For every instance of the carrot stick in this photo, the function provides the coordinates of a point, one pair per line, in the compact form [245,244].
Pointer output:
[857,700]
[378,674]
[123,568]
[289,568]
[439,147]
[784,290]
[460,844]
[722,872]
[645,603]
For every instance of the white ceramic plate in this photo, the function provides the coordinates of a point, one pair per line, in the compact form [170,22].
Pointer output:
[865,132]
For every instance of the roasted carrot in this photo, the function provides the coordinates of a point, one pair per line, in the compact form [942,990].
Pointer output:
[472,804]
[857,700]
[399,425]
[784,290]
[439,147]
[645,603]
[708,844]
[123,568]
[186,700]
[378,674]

——

▶ [INSTRUCTIONS TO FOLLOW]
Every line above should be written out again exactly as it stands.

▶ [ANSWER TO THE EXERCISE]
For every instance of the carrot stick in this photo, the function provides the coordinates of a point, one pair per line, in the compact form [245,244].
Pointer output:
[857,700]
[378,674]
[123,568]
[289,568]
[439,147]
[784,290]
[460,844]
[722,872]
[645,603]
For every instance of the white ceramic plate in this photo, the function provides the coordinates of a point, one pair per line, in the compact form [170,22].
Pointer output:
[865,132]
For every instance of the roasted carrot in this photo, the function provides the coordinates of a point, one pair per line, in the compact form [942,990].
Pointer output:
[472,804]
[857,700]
[399,425]
[784,290]
[439,147]
[645,603]
[708,844]
[123,568]
[186,700]
[378,674]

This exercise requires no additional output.